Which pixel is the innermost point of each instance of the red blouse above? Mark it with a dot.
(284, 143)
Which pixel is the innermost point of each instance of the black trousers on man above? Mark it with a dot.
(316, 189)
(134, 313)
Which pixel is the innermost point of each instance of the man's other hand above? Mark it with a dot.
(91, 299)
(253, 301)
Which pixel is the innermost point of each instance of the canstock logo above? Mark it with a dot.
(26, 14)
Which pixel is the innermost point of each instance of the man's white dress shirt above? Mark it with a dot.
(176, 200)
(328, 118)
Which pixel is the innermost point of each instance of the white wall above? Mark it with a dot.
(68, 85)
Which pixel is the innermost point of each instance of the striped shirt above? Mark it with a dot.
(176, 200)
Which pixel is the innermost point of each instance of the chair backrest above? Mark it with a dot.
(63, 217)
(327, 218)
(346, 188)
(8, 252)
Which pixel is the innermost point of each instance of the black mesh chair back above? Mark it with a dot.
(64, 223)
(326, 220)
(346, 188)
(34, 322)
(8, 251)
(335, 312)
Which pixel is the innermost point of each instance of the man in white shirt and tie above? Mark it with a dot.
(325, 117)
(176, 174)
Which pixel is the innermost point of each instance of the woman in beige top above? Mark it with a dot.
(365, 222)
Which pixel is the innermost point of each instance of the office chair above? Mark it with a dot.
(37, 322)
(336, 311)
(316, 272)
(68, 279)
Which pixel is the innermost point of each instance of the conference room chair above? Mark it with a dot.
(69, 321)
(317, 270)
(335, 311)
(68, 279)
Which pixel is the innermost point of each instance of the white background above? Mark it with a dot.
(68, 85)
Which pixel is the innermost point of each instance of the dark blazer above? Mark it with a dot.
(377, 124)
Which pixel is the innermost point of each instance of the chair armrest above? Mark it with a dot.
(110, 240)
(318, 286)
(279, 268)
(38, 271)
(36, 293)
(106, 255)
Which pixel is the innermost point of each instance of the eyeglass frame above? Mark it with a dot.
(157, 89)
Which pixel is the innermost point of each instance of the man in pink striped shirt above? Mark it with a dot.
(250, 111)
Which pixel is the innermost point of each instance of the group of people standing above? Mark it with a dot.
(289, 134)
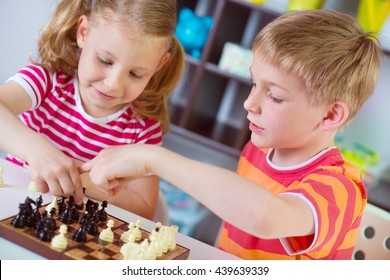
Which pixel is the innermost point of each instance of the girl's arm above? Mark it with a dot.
(50, 169)
(233, 198)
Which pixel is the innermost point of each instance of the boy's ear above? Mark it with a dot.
(82, 30)
(336, 116)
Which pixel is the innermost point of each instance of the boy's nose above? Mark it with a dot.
(252, 104)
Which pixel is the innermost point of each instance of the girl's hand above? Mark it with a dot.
(54, 172)
(114, 166)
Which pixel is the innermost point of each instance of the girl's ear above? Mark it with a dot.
(163, 61)
(336, 116)
(82, 30)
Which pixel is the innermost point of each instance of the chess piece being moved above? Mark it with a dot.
(125, 236)
(1, 177)
(59, 241)
(106, 236)
(52, 205)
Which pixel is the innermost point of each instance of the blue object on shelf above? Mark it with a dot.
(192, 31)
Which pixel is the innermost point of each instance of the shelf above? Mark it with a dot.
(207, 105)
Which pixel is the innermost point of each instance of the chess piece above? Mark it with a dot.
(45, 234)
(107, 236)
(137, 230)
(61, 205)
(52, 205)
(33, 187)
(80, 235)
(51, 222)
(125, 236)
(1, 177)
(59, 241)
(102, 214)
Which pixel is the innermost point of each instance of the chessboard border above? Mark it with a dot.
(42, 248)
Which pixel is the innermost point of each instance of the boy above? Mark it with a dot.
(294, 196)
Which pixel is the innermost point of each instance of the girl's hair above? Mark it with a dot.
(328, 50)
(58, 49)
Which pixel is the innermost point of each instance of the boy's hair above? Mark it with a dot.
(57, 45)
(328, 50)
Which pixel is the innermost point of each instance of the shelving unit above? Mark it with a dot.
(208, 102)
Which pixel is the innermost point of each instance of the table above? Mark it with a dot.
(14, 191)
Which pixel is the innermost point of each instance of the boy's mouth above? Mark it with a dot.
(255, 128)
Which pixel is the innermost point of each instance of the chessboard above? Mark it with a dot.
(91, 248)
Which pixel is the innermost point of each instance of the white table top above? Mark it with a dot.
(15, 191)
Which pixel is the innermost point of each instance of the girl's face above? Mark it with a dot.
(280, 113)
(115, 65)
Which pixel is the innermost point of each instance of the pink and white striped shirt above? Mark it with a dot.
(57, 113)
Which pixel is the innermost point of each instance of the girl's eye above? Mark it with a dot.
(273, 98)
(135, 75)
(103, 61)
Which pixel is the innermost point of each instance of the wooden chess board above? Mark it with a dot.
(89, 250)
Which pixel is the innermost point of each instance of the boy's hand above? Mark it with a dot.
(114, 166)
(53, 171)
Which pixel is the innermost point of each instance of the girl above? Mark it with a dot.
(103, 77)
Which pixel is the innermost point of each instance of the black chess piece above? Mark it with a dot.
(51, 222)
(102, 214)
(45, 234)
(80, 235)
(19, 221)
(92, 226)
(61, 205)
(66, 216)
(41, 222)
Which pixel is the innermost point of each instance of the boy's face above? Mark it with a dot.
(279, 111)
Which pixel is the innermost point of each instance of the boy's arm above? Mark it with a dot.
(233, 198)
(50, 169)
(139, 196)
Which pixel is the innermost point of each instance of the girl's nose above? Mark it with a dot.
(113, 82)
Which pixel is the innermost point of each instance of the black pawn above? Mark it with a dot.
(19, 221)
(51, 222)
(45, 234)
(92, 227)
(61, 205)
(80, 235)
(102, 214)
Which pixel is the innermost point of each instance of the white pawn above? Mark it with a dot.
(137, 231)
(173, 229)
(126, 234)
(107, 235)
(1, 177)
(59, 241)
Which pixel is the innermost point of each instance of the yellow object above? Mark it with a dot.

_ _ _

REQUIRED WORK >>
Repeat the line containing "table above? Mark it with a dot." and all subsequent lines through the final line of the data, exactly and with no others.

CORRECT RESPONSE >>
Which pixel is the innermost point of each instance of the table above? Mark it with a dot.
(14, 191)
Which pixel is the innermost point of each instance of the boy's mouth above? Mark it with a dot.
(255, 128)
Which pixel is the innermost point of each instance of the chessboard above? Mark it with a dot.
(91, 248)
Which pixel is the innermost point of each instance of the white table top above? Mark it with a dot.
(15, 191)
Which pixel is the innermost point of each instance of the girl's face above? Mark it with a dot.
(280, 113)
(115, 65)
Which pixel is the innermost point of each instance of the pink and white striped shirt above? Mark it with a dot.
(57, 113)
Which pixel is the innermost point of each instance of the girl's eye above? Mark it with a dot.
(273, 98)
(135, 75)
(103, 61)
Which pixel is the innermost point of each instance of the wooden chess board above? Mark it with a dot.
(89, 250)
Which pixel is the innermost point of each instance of the boy's hand above? Mark it with a dot.
(114, 166)
(53, 171)
Which pixel is the innermost point of each instance of the girl above? Mark it with a dot.
(103, 77)
Which pixel is the innermost point of each instance of the black chess piece above? Mark it with a dot.
(51, 222)
(102, 214)
(45, 234)
(80, 235)
(19, 221)
(92, 226)
(61, 205)
(66, 216)
(41, 222)
Which pixel is the innermost point of each instance of the boy's face above? Mark it with a dot.
(279, 111)
Which pixel is the innermost point of each instance of the boy's arm above? Mark it with a dot.
(233, 198)
(50, 169)
(139, 196)
Which pixel is the innermost point of each instance of the girl's nose above? Mark it with a dot.
(113, 82)
Which pixel is the innermost point of each instance of the black pawn above? Mark it with a dot.
(19, 221)
(51, 222)
(45, 234)
(92, 227)
(61, 205)
(80, 235)
(102, 214)
Which pixel is the innermost point of each instance of the white pawn above? Mark it with a dot.
(137, 231)
(173, 229)
(126, 234)
(107, 235)
(1, 177)
(59, 241)
Which pixel is the innermost point of each instance of the yellow object above? Mark it with a dot.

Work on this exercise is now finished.